**DESCRIÇÃO DO EXERCÍCIO**
Devolva, sem nenhuma alteração, o trecho do texto sobre prova e cadeia de custódia que se inicia com as palavras "Um desses institutos" e se encerra com "objetos de prova.".

Provar não é somente lançar uma hipótese a partir de evidências. Por mais que a hipótese acusatória seja razoável a princípio, sua confirmação, necessária para condenação, deve ser tal que suplante de maneira razoável e sólida as versões defensivas. Afinal, as decisões em processos de natureza punitiva devem ter como norte a mitigação de injustiças e do arbítrio.

Além da resolução de um conflito em dado caso concreto, um processo deve se preocupar também com o alcance geral e, em certo grau, abstrato de seus usos e resultados. Uma decisão condenatória baseada em conjunto probatório frágil e de origem duvidosa, ainda que considerada justa no caso concreto, pode contribuir para um quadro de insegurança e de sensação geral de arbítrio e imprevisibilidade.

No fim das contas, uma pessoa inocente não deveria temer um processo. A confiança na Justiça de uma pessoa acusada injustamente é um valor da mais alta conta.

 

PARTE 2

Sobre o assunto, podemos apontar dois fenômenos: a judicialização dos procedimentos administrativos sancionadores e a permeabilidade e incidência das categorias do direito processual penal sobre o direito administrativo sancionador (DAS).

O primeiro é muito amplo e complexo para se ousar aqui elucidar. Já o segundo não é por acaso, pois o processo penal tem realmente se sofisticado bastante, de modo que suas categorias e institutos não são apenas meros formalismos processuais destituídos de significado. Ao contrário, um maior apego ao formalismo legal e às garantias constitucionais tem sido um reflexo de estudos sérios e casos reais de flagrantes injustiças.

Um desses institutos é o da cadeia de custódia. “Cadeia de custódia” significa o cuidado sobre o percurso dos objetos de prova ao longo do processo. Isso inclui, principalmente, a transparência e controle a respeito da coleta, transporte, processamento e armazenamento, entre outros, dos objetos de prova.

A regulação legal sobre a cadeia de custódia no processo penal foi inserida no Código de Processo Penal (CPP), no art. 158-A e seguintes, no final de 2019, com o Pacote Anticrime, Lei nº 13.964/19.

Diz o artigo 158-A: “Considera-se cadeia de custódia o conjunto de todos os procedimentos utilizados para manter e documentar a história cronológica do vestígio coletado em locais ou em vítimas de crimes, para rastrear sua posse e manuseio a partir de seu reconhecimento até o descarte”. (Incluído pela Lei nº 13.964, de 2019) (Vigência).

O texto próprio do dispositivo legal já nos remete à história que nos guiou no começo deste post. Com ele, sobre o caso do jogador, poderíamos perguntar, entre outras possíveis questões:

  1. Quem tirou as duas fotos em questão?
  2. Qual a fonte de coleta para juntada nos autos?
  3. Há metadados nas fotos que nos permitam dizer a hora, dia, bem como o aparelho em que foram tiradas?

**DADOS REGISTRADOS**
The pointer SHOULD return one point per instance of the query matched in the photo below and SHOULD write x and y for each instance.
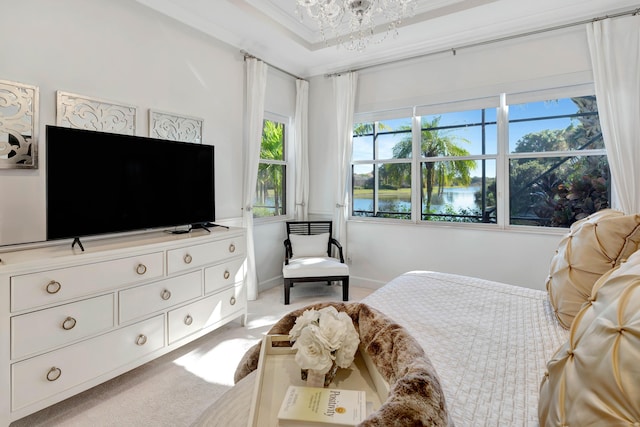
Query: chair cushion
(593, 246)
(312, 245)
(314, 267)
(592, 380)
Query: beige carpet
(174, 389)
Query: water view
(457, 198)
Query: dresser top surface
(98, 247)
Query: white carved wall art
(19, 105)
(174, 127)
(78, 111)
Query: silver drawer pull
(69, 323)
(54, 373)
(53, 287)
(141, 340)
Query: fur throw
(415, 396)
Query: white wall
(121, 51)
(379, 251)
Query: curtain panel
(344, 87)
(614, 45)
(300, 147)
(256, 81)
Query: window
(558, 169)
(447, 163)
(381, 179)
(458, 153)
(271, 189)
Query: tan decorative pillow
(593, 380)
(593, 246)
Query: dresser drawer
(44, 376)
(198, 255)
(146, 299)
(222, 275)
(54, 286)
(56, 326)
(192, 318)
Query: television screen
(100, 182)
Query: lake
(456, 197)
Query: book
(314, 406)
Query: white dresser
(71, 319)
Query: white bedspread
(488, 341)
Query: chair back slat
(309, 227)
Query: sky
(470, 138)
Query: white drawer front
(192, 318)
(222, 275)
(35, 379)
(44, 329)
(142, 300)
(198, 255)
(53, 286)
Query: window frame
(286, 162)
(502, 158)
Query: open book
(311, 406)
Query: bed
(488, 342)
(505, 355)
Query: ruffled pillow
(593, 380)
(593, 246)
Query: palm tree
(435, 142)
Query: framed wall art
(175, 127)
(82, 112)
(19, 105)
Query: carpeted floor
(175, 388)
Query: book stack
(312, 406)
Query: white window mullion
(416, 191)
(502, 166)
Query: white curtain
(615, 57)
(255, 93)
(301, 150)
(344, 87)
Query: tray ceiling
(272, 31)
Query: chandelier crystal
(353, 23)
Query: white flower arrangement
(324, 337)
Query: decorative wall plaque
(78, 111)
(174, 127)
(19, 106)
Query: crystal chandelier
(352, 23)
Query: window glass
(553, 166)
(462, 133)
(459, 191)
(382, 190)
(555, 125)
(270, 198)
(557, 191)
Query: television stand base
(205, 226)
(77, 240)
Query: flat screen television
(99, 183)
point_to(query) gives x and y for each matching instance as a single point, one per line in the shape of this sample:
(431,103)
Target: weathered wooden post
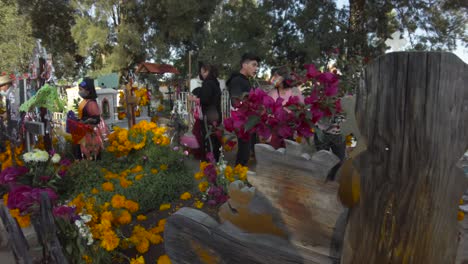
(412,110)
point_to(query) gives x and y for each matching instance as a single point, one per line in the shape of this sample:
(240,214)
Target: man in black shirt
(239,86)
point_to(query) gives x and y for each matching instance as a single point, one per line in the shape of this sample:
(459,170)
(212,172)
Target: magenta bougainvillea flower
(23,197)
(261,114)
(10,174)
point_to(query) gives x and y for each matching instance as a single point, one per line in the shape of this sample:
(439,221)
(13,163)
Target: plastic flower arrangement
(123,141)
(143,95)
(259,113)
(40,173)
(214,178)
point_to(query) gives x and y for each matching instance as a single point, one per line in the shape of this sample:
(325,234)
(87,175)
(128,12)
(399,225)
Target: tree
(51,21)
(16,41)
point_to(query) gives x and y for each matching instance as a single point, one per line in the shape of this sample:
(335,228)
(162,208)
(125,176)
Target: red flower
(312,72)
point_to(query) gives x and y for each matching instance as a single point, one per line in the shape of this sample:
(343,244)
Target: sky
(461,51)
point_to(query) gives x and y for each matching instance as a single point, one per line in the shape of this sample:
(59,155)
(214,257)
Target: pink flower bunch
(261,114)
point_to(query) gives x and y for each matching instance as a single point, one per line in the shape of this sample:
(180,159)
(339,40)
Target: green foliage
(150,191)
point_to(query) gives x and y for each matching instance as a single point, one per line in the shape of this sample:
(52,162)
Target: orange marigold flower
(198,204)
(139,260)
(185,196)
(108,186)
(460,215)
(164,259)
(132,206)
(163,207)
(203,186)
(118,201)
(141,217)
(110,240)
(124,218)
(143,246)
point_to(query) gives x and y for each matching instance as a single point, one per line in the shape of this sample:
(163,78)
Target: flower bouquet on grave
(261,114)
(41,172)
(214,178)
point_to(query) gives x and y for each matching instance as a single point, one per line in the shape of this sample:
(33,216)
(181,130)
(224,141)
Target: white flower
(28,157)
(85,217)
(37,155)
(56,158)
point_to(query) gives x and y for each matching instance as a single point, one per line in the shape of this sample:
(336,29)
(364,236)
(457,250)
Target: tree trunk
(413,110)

**RESULTADO DA TAREFA**
Um desses institutos é o da cadeia de custódia. “Cadeia de custódia” significa o cuidado sobre o percurso dos objetos de prova ao longo do processo. Isso inclui, principalmente, a transparência e controle a respeito da coleta, transporte, processamento e armazenamento, entre outros, dos objetos de prova.